Return, word for word, the line that contains "the dog's right" and every line after it through the end of the records.

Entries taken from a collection
****************************************
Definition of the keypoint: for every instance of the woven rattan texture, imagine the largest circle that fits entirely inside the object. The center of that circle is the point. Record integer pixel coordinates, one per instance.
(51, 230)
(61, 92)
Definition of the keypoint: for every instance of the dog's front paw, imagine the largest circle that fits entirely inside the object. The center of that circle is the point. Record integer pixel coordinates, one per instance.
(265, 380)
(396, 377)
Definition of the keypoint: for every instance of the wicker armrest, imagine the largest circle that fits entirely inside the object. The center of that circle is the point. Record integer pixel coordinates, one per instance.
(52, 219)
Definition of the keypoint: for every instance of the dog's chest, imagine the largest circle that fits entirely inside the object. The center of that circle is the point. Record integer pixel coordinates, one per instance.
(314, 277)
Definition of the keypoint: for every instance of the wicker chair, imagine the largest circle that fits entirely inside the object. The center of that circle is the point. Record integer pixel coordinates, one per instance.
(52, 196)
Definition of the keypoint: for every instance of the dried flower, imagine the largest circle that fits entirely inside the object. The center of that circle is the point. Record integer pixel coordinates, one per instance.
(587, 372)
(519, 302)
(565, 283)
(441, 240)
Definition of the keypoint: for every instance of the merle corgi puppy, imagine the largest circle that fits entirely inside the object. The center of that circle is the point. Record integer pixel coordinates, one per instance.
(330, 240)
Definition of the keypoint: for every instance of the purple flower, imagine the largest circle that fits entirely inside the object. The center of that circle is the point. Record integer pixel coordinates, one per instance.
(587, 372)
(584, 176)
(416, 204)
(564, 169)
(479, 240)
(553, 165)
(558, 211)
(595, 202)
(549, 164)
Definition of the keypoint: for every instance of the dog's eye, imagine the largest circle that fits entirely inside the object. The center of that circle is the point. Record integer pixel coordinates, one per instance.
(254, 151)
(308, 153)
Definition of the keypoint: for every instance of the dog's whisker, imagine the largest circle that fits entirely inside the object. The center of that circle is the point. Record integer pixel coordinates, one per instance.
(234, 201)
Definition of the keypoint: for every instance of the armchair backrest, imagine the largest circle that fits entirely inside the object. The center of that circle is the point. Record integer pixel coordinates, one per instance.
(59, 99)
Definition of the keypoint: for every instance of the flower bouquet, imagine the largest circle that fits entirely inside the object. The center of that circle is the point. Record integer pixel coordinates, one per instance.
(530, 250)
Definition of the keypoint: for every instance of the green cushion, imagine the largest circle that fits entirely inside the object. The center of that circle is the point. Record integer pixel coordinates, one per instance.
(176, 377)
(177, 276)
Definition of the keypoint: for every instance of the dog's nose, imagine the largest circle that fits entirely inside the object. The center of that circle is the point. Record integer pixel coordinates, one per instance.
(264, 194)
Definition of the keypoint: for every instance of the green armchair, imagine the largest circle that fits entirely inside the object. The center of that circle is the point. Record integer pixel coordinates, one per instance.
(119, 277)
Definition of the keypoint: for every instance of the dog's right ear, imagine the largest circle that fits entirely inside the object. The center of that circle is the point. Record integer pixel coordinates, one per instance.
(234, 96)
****************************************
#### [SOLUTION]
Definition of the keypoint: for every instance of the dog's right ear, imagine the largest circle that fits entirely inside the object. The center of that circle is the point. Record integer pixel coordinates, one per instance.
(234, 96)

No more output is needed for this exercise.